**AIM**
Output the data below verbatim, keeping every line and its order unchanged.

**STORED DATA**
* Start *

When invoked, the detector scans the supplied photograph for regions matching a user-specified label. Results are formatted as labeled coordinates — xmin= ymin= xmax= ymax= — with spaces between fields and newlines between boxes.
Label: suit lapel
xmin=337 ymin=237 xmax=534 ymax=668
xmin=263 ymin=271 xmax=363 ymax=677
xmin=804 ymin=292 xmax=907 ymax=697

* End *

**TASK OUTPUT**
When invoked, the detector scans the supplied photograph for regions matching a user-specified label. Results are formatted as labeled coordinates — xmin= ymin= xmax= ymax= — with spaces between fields and newlines between boxes.
Label: suit lapel
xmin=337 ymin=237 xmax=534 ymax=668
xmin=263 ymin=271 xmax=363 ymax=677
xmin=804 ymin=292 xmax=907 ymax=697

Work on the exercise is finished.